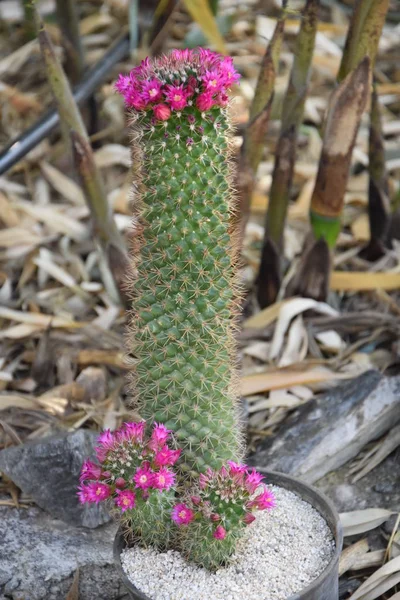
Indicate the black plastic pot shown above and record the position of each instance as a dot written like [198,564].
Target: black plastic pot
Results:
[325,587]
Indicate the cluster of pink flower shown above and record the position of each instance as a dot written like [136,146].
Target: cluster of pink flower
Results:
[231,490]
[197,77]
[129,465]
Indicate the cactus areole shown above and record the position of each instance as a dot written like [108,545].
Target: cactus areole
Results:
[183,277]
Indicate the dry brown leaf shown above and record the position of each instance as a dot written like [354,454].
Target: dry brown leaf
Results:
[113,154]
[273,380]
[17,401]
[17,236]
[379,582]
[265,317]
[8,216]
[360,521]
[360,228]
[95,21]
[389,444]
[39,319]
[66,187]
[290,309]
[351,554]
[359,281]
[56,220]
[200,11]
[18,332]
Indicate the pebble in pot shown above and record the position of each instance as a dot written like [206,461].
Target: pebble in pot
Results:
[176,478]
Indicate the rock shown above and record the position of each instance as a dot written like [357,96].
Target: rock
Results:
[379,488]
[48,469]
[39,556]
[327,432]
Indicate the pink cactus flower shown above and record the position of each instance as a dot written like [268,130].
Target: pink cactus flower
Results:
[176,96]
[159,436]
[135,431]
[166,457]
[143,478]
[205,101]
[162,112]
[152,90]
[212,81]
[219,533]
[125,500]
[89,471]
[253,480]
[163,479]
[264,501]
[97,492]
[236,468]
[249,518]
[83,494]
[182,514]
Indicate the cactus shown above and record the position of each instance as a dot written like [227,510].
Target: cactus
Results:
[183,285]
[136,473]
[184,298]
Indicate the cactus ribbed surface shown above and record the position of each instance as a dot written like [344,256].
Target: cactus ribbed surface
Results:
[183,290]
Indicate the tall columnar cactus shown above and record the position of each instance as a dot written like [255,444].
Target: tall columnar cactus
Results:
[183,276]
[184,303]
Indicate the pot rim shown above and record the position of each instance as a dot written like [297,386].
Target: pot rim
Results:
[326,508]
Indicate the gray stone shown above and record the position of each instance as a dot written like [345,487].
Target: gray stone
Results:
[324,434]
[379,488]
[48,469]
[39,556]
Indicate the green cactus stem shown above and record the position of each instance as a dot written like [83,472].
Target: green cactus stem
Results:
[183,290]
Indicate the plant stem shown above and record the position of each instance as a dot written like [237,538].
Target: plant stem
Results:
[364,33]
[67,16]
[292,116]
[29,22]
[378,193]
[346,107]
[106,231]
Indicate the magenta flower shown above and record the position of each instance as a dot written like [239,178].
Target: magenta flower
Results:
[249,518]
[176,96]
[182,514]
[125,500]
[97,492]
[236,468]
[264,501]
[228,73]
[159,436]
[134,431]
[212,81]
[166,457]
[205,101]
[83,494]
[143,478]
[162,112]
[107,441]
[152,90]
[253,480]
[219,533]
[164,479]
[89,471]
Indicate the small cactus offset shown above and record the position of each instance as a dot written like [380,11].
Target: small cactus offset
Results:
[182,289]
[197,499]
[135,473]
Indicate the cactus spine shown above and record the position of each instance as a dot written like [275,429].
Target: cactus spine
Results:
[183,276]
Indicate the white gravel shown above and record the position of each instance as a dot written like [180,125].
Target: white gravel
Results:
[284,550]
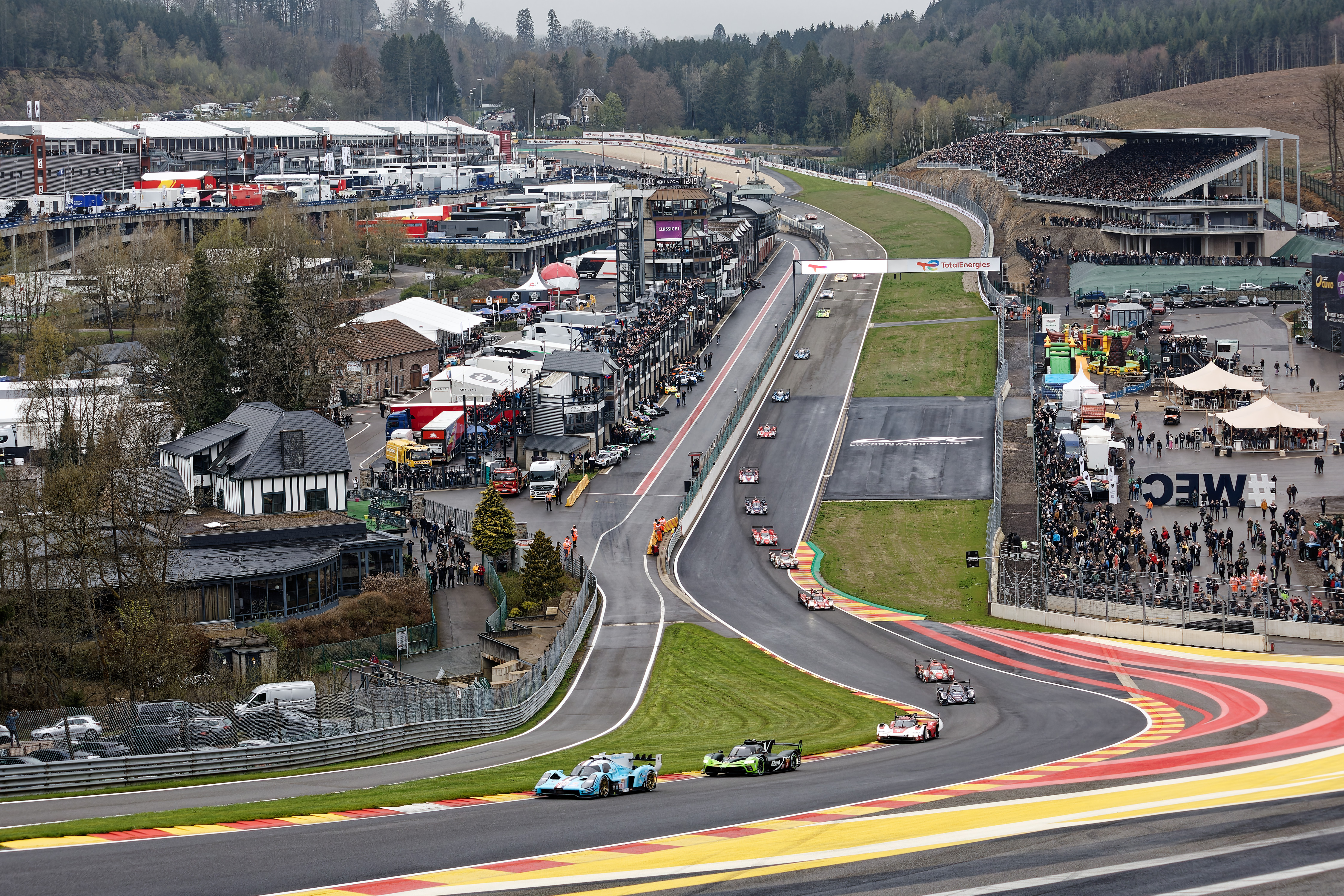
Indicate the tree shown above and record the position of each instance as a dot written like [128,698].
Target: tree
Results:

* [Exercise goal]
Return every line of the preceding records in which the word "leaf" appears.

* [Task answer]
Indicate the dry brown leaf shown above and record the position of each instance as a dot written like [354,454].
Target: dry brown leaf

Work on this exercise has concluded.